◆ Yapılacaklar
[a] Tasavvuf üzerine olan metne göre alıntıdaki temel sorun nedir?
[b] Girdilerde "item" dizesini içeren bütün satırları çıkar.

◆ Metin
◇ ◇ ◇

4 Mayıs 2011 Çarşamba

Gün içinde fırsat buldukça yazılacak….

(Not: Bursevî Şerhi okunmadan S.Y. yazısından yola çıkarak….)

“Bu eserler, müelliflerinin manevi tecrübeleri olduğundan, bizim onları sözgelimi modern anlatılar gibi ‘okuyup’ anlamamız ve istifade etmemiz hayli güç. ………….Kaldı ki, eserleri ‘müşahade’lerinden ibaret olduğu, hatta binlerce müşanedatından biri olduğu için, filmi gerçekleştirecekleri aşılması güç manialar beklemektedir.”

Alıntısında temel sorun Mesnevi’nin “müşahade”leri anlatan “manevi tecrübe”lerden ibaret görülmesidir.

Burda bir temel sorunla tekrar yüzleşmiş oluyoruz. Tasavvuf bir “manevi tecrübe” aktarımı mı yoksa “insan olmak” üzere, “insan yetiştirmeyi” önceleyen bir meslek mi?

Tasavvufun içinde manevi tecrübe yok mu ya da manevi tecrübe ile insan olgunlaşır itirazlarına verilecek cevap işin pratiğinde ortaya çıkıyor.

◇ ◇ ◇

◆ Girdiler
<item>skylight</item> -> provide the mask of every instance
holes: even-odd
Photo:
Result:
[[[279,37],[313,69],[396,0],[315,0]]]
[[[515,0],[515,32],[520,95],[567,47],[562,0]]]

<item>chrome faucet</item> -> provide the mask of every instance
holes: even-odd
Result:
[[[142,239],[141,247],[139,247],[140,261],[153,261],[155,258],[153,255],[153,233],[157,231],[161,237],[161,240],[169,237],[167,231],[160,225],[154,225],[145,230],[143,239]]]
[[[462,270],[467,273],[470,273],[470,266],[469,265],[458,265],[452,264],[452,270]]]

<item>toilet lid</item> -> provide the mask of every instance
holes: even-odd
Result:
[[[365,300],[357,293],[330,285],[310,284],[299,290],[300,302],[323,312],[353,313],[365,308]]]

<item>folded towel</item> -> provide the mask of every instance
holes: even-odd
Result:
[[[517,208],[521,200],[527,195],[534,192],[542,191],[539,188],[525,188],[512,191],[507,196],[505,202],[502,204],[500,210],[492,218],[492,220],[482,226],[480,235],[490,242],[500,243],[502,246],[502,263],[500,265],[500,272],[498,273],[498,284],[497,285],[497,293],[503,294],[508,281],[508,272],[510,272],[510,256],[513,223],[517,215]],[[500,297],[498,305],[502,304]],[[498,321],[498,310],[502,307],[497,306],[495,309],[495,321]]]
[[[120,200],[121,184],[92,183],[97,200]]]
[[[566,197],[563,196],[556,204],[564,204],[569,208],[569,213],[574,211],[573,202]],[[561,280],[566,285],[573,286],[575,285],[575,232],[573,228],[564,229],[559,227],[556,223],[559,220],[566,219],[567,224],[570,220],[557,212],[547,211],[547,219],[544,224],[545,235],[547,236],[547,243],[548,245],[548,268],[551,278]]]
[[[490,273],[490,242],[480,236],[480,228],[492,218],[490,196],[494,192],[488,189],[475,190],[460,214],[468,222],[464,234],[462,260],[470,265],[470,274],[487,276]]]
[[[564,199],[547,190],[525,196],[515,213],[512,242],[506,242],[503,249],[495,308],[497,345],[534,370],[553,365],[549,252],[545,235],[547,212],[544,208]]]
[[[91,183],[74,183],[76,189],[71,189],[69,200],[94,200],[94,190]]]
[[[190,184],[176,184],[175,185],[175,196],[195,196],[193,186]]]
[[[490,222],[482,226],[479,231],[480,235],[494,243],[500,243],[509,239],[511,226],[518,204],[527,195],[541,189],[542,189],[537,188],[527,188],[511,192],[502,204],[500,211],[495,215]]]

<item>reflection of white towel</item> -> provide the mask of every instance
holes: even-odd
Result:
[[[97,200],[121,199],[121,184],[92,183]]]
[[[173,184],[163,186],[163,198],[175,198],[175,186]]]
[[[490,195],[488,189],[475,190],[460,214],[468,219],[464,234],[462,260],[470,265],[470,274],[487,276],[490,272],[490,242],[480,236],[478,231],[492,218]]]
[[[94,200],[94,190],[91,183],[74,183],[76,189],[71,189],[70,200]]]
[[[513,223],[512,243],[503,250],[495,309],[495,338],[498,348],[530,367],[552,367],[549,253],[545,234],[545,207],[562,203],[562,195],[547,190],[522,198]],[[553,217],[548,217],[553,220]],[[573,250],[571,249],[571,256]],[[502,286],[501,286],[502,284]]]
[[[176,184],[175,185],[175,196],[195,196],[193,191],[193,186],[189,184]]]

◇ ◇ ◇

◆ Cevaplar
[a] Mesnevi'nin "müşahade"leri anlatan "manevi tecrübe"lerden ibaret görülmesi.

[b]
<item>skylight</item> -> provide the mask of every instance
<item>chrome faucet</item> -> provide the mask of every instance
<item>toilet lid</item> -> provide the mask of every instance
<item>folded towel</item> -> provide the mask of every instance
<item>reflection of white towel</item> -> provide the mask of every instance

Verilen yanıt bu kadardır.